Instructions for the task ▸
Copy each of the records below line for line, with no changes.

Shape annotation entries ▸
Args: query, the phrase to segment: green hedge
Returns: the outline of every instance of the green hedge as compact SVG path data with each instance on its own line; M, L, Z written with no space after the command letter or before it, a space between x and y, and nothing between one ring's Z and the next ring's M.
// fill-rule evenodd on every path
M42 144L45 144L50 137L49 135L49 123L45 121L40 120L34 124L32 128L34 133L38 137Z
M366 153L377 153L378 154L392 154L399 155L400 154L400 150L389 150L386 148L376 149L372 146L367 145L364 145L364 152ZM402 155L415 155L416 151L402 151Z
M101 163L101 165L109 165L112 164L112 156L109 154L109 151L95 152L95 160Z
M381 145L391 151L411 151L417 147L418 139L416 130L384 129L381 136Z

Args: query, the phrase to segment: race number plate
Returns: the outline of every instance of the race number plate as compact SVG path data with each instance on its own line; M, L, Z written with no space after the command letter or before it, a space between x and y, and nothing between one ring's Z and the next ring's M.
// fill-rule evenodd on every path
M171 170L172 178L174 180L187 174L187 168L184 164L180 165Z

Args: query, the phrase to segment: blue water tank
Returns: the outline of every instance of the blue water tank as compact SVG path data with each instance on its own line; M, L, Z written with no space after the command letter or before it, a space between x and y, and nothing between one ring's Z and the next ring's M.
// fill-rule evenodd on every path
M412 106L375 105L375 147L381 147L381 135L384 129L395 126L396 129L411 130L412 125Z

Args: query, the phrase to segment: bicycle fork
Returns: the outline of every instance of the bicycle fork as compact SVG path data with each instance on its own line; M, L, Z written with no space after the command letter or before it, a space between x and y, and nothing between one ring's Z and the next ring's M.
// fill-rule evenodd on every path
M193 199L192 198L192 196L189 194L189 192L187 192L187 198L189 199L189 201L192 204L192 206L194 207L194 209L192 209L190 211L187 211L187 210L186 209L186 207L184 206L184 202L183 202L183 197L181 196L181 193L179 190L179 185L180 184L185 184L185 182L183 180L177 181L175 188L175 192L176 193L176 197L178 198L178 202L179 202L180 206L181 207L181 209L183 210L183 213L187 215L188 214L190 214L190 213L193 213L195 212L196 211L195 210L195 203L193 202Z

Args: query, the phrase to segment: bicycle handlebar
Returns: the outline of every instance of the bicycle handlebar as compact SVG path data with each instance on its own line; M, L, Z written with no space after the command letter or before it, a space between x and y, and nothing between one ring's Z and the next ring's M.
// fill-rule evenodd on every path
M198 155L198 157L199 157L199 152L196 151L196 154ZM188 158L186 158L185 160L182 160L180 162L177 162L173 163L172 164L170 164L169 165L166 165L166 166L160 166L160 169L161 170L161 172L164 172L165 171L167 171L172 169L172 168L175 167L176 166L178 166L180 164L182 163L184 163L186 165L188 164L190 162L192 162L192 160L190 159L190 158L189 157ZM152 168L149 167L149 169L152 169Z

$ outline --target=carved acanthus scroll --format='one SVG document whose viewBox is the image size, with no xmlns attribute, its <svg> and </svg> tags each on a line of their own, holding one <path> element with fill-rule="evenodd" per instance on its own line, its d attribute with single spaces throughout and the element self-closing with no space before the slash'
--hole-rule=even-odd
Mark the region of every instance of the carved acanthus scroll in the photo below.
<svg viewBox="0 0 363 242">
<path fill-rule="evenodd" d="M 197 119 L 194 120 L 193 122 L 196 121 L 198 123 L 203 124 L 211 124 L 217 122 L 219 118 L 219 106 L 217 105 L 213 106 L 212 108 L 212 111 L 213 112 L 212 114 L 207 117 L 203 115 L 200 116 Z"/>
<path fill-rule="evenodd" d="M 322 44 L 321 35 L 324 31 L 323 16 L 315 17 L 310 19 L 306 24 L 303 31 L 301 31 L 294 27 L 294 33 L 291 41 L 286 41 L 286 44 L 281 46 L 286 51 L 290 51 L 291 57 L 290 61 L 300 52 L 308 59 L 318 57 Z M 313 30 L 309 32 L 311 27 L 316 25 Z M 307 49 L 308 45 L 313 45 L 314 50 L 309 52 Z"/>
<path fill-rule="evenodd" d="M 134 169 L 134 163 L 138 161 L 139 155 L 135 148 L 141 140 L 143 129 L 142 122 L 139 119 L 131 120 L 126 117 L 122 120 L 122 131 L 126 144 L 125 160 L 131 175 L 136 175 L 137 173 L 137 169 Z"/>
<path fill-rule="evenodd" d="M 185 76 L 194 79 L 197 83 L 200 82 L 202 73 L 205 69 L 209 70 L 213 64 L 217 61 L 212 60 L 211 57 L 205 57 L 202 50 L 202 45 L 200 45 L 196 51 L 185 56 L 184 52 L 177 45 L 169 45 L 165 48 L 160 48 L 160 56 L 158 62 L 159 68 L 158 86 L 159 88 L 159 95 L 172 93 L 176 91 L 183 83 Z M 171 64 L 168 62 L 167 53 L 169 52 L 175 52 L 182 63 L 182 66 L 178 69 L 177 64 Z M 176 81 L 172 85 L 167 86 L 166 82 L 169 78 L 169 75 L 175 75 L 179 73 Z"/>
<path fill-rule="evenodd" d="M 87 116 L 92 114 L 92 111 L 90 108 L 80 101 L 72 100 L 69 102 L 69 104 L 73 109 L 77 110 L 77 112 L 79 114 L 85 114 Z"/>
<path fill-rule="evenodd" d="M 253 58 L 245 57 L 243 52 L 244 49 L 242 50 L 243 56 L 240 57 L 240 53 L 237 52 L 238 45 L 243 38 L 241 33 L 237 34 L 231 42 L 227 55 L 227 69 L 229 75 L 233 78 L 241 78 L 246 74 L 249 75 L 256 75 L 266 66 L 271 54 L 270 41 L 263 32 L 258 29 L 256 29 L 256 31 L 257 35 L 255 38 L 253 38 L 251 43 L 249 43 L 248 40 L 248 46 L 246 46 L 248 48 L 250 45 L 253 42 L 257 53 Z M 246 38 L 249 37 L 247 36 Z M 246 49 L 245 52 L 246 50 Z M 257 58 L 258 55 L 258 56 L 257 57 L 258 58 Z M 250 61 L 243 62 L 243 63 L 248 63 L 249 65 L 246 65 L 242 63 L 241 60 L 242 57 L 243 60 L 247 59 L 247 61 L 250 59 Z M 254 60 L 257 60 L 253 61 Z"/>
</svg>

Final answer ▸
Args: query, the phrase to segment: green hedge
Returns: the outline of every instance of the green hedge as compact SVG path data with each instance on its own line; M, L, Z written with no space after the command letter or before it, a space between x and y, and nothing between one ring's Z and the next ring's M.
// fill-rule evenodd on every path
M42 144L45 144L50 137L49 135L49 123L45 121L40 120L34 124L32 128L34 133L38 137Z
M366 153L377 153L378 154L392 154L399 155L400 154L400 150L389 150L386 148L376 149L372 146L367 145L364 145L364 152ZM402 155L415 155L416 151L402 151Z
M101 163L101 165L109 165L112 164L112 156L109 154L109 151L95 152L95 160Z
M381 145L391 151L411 151L417 147L418 139L416 130L384 129L381 136Z

Args: query, the phrase to segment: race number plate
Returns: the outline of every instance of the race number plate as compact SVG path data with each instance on its own line; M, L, Z written with no space after the command letter or before it, a space between x and y, and nothing between one ring's Z and the next ring's M.
// fill-rule evenodd on every path
M171 170L172 178L174 180L187 174L187 168L184 164L180 165Z

Args: query, the phrase to segment: blue water tank
Returns: the outline of every instance of the blue water tank as compact SVG path data with each instance on its own line; M, L, Z written with no space after the command letter or before it, a space between x and y, and nothing between one ring's Z and the next ring's M.
// fill-rule evenodd on every path
M412 106L375 105L375 147L381 147L381 135L384 129L395 126L396 129L411 130L412 125Z

Args: query, the phrase to segment: bicycle fork
Returns: the outline of every instance of the bicycle fork as compact SVG path data with each instance on its own line; M, L, Z written with no space after the command letter or before it, a space between x and y, and nothing between one ring's Z and the next ring's M.
// fill-rule evenodd on every path
M193 199L192 198L192 196L189 194L189 192L187 192L187 198L189 199L189 201L192 204L192 206L194 207L194 209L192 209L190 211L187 211L187 210L186 209L186 207L184 206L184 202L183 202L183 197L181 196L181 193L179 190L179 185L180 184L185 184L185 182L183 180L177 181L175 188L175 192L176 193L176 197L178 198L178 202L179 202L180 206L181 207L181 209L183 210L183 213L187 215L188 214L190 214L190 213L193 213L195 212L196 211L195 210L195 203L193 202Z

Args: query, the phrase to segment: bicycle handlebar
Returns: the outline of every instance of the bicycle handlebar as compact SVG path data with each instance on its own line; M, L, Z written with no space after the command letter or before it, a space between x and y, and nothing between one ring's Z and the next ring's M.
// fill-rule evenodd on every path
M198 155L198 157L199 157L199 152L196 151L196 154ZM188 158L186 158L185 160L182 160L180 162L177 162L173 163L172 164L170 164L169 165L166 165L166 166L160 166L160 169L161 170L161 172L164 172L165 171L167 171L172 169L172 168L175 167L176 166L178 166L180 164L182 163L184 163L186 165L188 164L190 162L192 162L192 160L190 159L190 158L189 157ZM152 168L149 167L149 169L152 169Z

$ outline --target=carved acanthus scroll --format='one SVG document whose viewBox is the image size, with no xmlns attribute, its <svg> and </svg> tags each on a line of their own, holding one <path> element with fill-rule="evenodd" per instance on its own line, its d attribute with single spaces throughout and the element self-closing with no space before the slash'
--hole-rule=even-odd
Mark the region of every instance of the carved acanthus scroll in the photo below.
<svg viewBox="0 0 363 242">
<path fill-rule="evenodd" d="M 197 119 L 194 120 L 193 122 L 196 121 L 198 123 L 203 124 L 211 124 L 217 122 L 219 118 L 219 106 L 217 105 L 213 106 L 212 108 L 212 111 L 213 112 L 212 114 L 207 117 L 203 115 L 200 116 Z"/>
<path fill-rule="evenodd" d="M 322 44 L 321 35 L 324 31 L 323 16 L 315 17 L 310 19 L 306 24 L 303 31 L 301 31 L 294 27 L 294 33 L 291 41 L 286 41 L 286 44 L 281 46 L 286 51 L 290 51 L 291 57 L 290 61 L 300 52 L 308 59 L 318 57 Z M 313 30 L 309 32 L 311 27 L 316 25 Z M 307 49 L 308 45 L 313 45 L 314 50 L 309 52 Z"/>
<path fill-rule="evenodd" d="M 134 169 L 134 163 L 138 161 L 139 155 L 135 148 L 141 140 L 143 129 L 142 122 L 139 119 L 131 120 L 126 117 L 122 120 L 122 131 L 126 144 L 125 160 L 131 175 L 136 175 L 137 173 L 137 169 Z"/>
<path fill-rule="evenodd" d="M 185 76 L 194 79 L 197 83 L 200 82 L 202 73 L 205 69 L 209 70 L 213 64 L 217 61 L 212 60 L 211 57 L 205 57 L 202 50 L 202 45 L 200 45 L 196 51 L 185 56 L 184 52 L 177 45 L 169 45 L 165 48 L 160 48 L 160 56 L 158 62 L 159 68 L 158 86 L 159 88 L 159 95 L 172 93 L 176 91 L 183 83 Z M 171 64 L 168 62 L 167 53 L 169 52 L 175 52 L 182 63 L 182 66 L 178 69 L 177 64 Z M 176 81 L 172 85 L 167 86 L 166 82 L 169 78 L 169 75 L 175 75 L 179 73 Z"/>
<path fill-rule="evenodd" d="M 87 116 L 92 114 L 92 111 L 90 108 L 80 101 L 72 100 L 69 102 L 69 104 L 73 109 L 77 110 L 77 112 L 79 114 L 85 114 Z"/>
<path fill-rule="evenodd" d="M 253 58 L 245 57 L 243 52 L 244 49 L 242 50 L 243 56 L 240 57 L 240 53 L 237 52 L 238 45 L 243 38 L 241 33 L 237 34 L 231 42 L 227 55 L 227 69 L 229 75 L 233 78 L 241 78 L 246 74 L 249 75 L 256 75 L 266 66 L 271 54 L 270 41 L 263 32 L 258 29 L 256 29 L 256 31 L 257 35 L 255 38 L 253 38 L 251 43 L 249 43 L 248 40 L 248 46 L 246 46 L 248 48 L 250 45 L 253 42 L 257 53 Z M 246 38 L 249 37 L 247 36 Z M 246 49 L 245 52 L 246 50 Z M 257 58 L 258 55 L 258 56 L 257 57 L 258 58 Z M 250 61 L 243 62 L 243 63 L 248 63 L 249 65 L 246 65 L 242 63 L 241 60 L 242 57 L 243 60 L 247 59 L 247 61 L 250 59 Z M 254 60 L 257 60 L 253 61 Z"/>
</svg>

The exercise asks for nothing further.